──────── Fragmento de origen
El poeta de Moguer llega a Cuba después de salir de la península en 1936. Pocos poetas españoles – a excepción de Lorca y María Zambrano, y sin dudas con una intensidad diferente – se relacionarán tan íntimamente en esa primera mitad del siglo XX con la literatura cubana.  Apenas desembarcado en la Isla, en noviembre de ese mismo año, después de una breve estancia en Nueva York y Puerto Rico, Juan Ramón se pone en contacto con Fernando Ortiz, destacado etnólogo y entonces presidente de la Institución Hispanocubana de Cultura, e, inmediatamente, junto a este último, Camila Henríquez Ureña y José María Chacón y Calvo, se da a la tarea de reunir las voces poéticas contemporáneas de la Isla en una antología que se publicará ocho meses más tarde, en agosto de 1937.
────────────────
──────── Extracto de datos
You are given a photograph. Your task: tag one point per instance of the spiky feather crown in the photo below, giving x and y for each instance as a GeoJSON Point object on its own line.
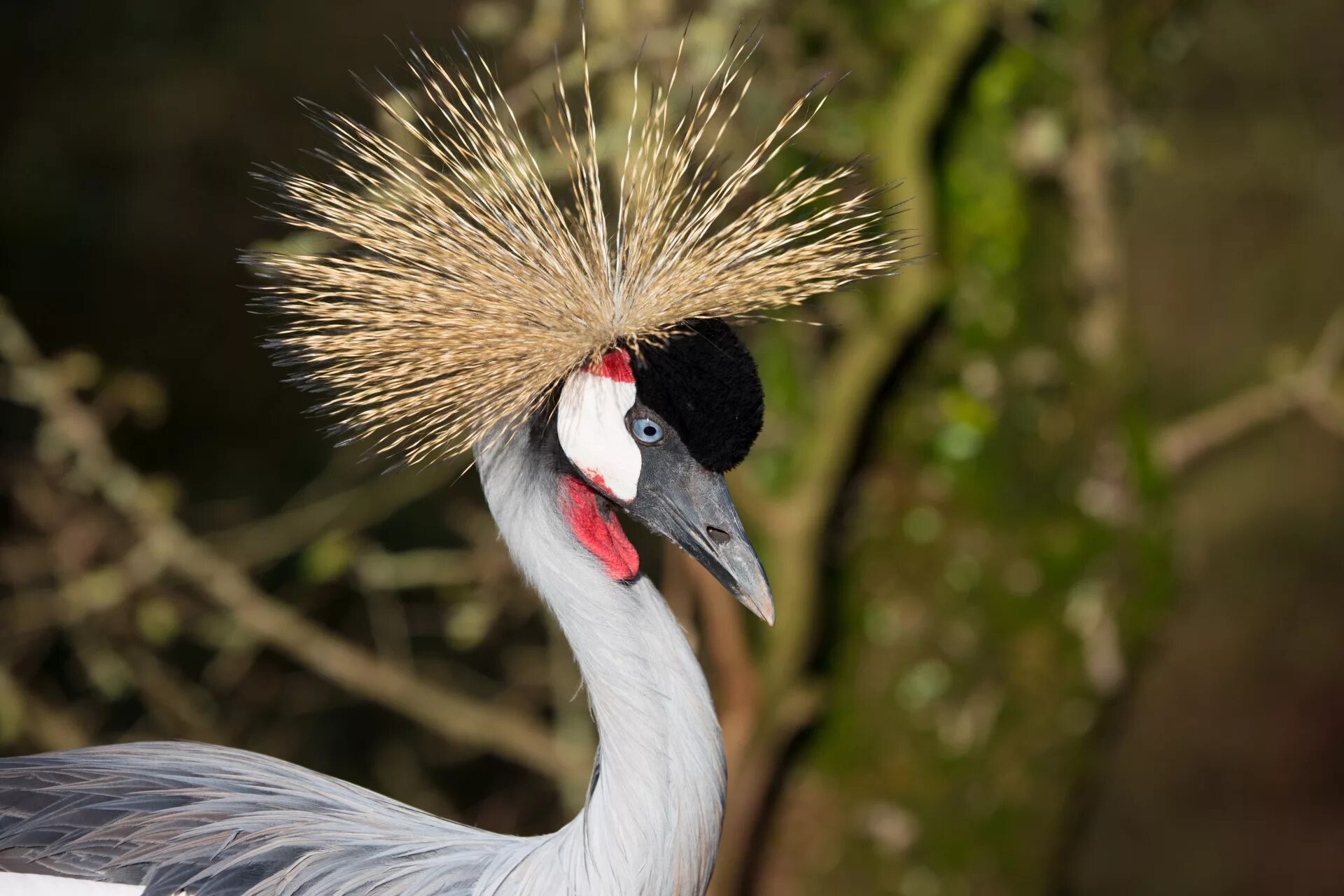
────────────────
__Por hacer__:
(a) Reproduce del fragmento sobre Juan Ramón en Cuba el pasaje que va desde "El poeta de" hasta "agosto de 1937.", ambos incluidos.
(b) Responde con el fragmento sobre Juan Ramón en Cuba:
(i) ¿En qué año salió el poeta de Moguer de la península?
(ii) ¿Qué cargo ocupaba entonces Fernando Ortiz?
(iii) ¿En qué mes y año se publicó la antología?

__Respuestas en orden__:
(a)
El poeta de Moguer llega a Cuba después de salir de la península en 1936. Pocos poetas españoles – a excepción de Lorca y María Zambrano, y sin dudas con una intensidad diferente – se relacionarán tan íntimamente en esa primera mitad del siglo XX con la literatura cubana.  Apenas desembarcado en la Isla, en noviembre de ese mismo año, después de una breve estancia en Nueva York y Puerto Rico, Juan Ramón se pone en contacto con Fernando Ortiz, destacado etnólogo y entonces presidente de la Institución Hispanocubana de Cultura, e, inmediatamente, junto a este último, Camila Henríquez Ureña y José María Chacón y Calvo, se da a la tarea de reunir las voces poéticas contemporáneas de la Isla en una antología que se publicará ocho meses más tarde, en agosto de 1937.

(b)
(i) En 1936.
(ii) Era presidente de la Institución Hispanocubana de Cultura.
(iii) En agosto de 1937.